Sa vie aventureuse lui apporte une profonde connaissance de la nature humaine et une forte charge expressive qu’il transpose dans sa peinture.

 

La fresque

En 1452, au sommet de sa notoriété, Fra Filippo Lippi est chargé par la commune de Prato de peindre à fresque la chapelle majeure de l’église de Sant Stefano, l’actuelle Cathédrale.

Le cycle des Histoires de Saint Étienne et de Saint Jean-Baptiste est réalisé par Lippi et ses collaborateurs entre 1452 et 1465.

La fresque du Festin d’Hérode représente sur un unique décor, trois fois Salomé, à trois moments du cycle consacré à la vie de saint Jean-Baptiste.
À l’extrême gauche, Salomé dans le dos d’Hérode tient le plateau vide dans sa main gauche et esquisse un pas.
À gauche, Salomé danse -figure sinueuse et légère, devant Hérode, son beau-père, pour obtenir en récompense la tête de saint jean.
À droite, Salomé -lumineuse, apporte, sur son plateau, la tête de Jean-Baptiste dans la salle à manger, et la présente à sa mère Hérodiade -belle et impassible.

L’épisode est mentionné dans les Évangiles de Matthieu, Marc et Luc :
Salomé est la fille d’Hérodiade et d’Hérode Philippe et petite-fille d’Hérode le Grand. Jean-Baptiste a dénoncé l’union incestueuse d’Hérodiade avec son beau-frère. Pour se venger Hérodiade convainc sa fille Salomé de lui apporter la tête de Jean-Baptiste. Salomé exécute une danse dans le but de venger sa mère en obtenant en contrepartie de son spectacle la tête de Jean-Baptiste.

 

Composition

C’est une composition théâtrale avec une mise en perspective de l’architecture.

Filippo Lippi commence par construire son décor puis place ses figures dans un espace architecturé qui simule un espace réel où les proportions des personnages, leurs attitudes et leurs positions -souvent en opposition les uns par rapport aux autres, donnent vie à la représentation.

La perspective géométrique avec la multiplication des échelles donne une grande profondeur à la scène.

La disposition scénique imposante (la fresque mesure plus de huit mètres de long) s’articule autour des vides et des figures tangibles et réalistes.
Filippo Lippi a divisé la surface de la fresque en quatre plans.
Le premier plan  vide, aère la composition. Il est borné sur la gauche de la représentation par les figures principales de l’histoire racontée : la tête de saint jean, Salomé et Hérode.
Au second plan, intégré dans la perspective par les lignes du dallage, Salomé évolue dans ses deux rôles, encadrée par les tables latérales du banquet   – à gauche Salomé virevolte en dansant, à droite Salomé agenouillée présente la tête de saint Jean à sa mère qui se tient debout derrière une table, impassible.
Ce sont les lignes verticales et horizontales qui structurent les plans et l’espace.

#### Consignes:
[1] D'après le texte sur le Festin d'Hérode, pourquoi Hérodiade pousse-t-elle sa fille Salomé à lui apporter la tête de Jean-Baptiste ?
[2] Reprenez le texte sur le Festin d'Hérode à la suite de sa dernière phrase.

#### Items:
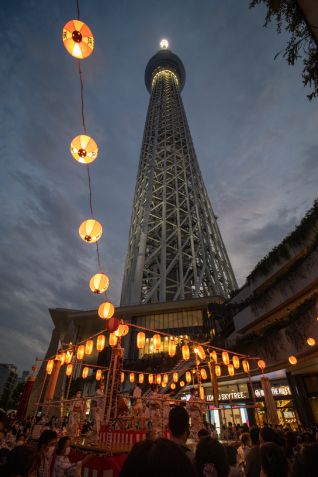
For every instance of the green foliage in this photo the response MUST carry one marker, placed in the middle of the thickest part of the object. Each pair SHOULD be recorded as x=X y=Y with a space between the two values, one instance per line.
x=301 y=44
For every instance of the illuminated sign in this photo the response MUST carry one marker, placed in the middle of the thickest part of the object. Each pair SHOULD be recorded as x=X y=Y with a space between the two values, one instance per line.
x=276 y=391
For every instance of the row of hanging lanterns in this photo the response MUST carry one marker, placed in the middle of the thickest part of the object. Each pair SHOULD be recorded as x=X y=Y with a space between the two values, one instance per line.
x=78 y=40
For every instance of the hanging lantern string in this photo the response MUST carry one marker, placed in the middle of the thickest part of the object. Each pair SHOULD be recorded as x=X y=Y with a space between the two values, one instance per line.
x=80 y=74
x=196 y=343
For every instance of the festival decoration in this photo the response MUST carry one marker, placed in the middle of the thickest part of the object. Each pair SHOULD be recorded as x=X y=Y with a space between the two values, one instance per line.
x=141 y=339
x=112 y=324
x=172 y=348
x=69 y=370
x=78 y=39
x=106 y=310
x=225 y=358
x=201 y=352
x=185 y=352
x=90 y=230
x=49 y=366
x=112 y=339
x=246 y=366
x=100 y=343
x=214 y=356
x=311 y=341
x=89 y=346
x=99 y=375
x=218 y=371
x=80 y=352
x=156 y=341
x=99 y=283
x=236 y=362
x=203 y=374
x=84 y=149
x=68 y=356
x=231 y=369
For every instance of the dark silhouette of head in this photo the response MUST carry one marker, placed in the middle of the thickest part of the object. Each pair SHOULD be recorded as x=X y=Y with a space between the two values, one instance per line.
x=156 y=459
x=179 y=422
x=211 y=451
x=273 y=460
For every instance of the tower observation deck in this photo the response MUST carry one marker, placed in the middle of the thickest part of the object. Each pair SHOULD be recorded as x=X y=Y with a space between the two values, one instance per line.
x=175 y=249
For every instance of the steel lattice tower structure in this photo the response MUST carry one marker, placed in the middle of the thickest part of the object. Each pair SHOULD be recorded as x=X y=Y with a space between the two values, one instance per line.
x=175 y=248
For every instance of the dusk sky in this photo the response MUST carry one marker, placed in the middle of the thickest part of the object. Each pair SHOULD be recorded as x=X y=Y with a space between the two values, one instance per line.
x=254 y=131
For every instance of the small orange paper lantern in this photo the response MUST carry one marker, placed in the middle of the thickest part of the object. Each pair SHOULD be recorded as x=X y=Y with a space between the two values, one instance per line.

#### Corrigés:
[1] Jean-Baptiste avait dénoncé l'union incestueuse d'Hérodiade avec son beau-frère. Pour se venger, elle convainc Salomé de lui apporter sa tête.

[2]
Les tables du buffet mettent en scène un troisième plan où se tient une rangée de convives assis.
Un dernier plan, derrière les convives, construit en perspective centrale et matérialisé par deux arcades ouvrant la cour pavée sur l’extérieur, découvre un paysage champêtre. Ce plan donne une grande profondeur à la scène.

La disposition de cette cour intérieure répond au réalisme populaire de Filippo Lippi et dénote clairement l’inspiration de l’art antique.

Le personnage de Salomé dansant est inspiré des représentations antiques des Ménades (compagnes de Dionysos). Le mouvement est souligné par les cheveux volants au vent, les voiles flottants et les plis du drapé.
Salomé emmène le spectateur dans un rythme effréné de la gauche à la droite de la peinture. Tour à tour dans une position d’attente -les yeux baissés, puis de danse échevelée, puis agenouillée devant sa mère Hérodiade, brandissant le plateau contenant la tête de saint Jean, le regard satisfait tournée vers le spectateur.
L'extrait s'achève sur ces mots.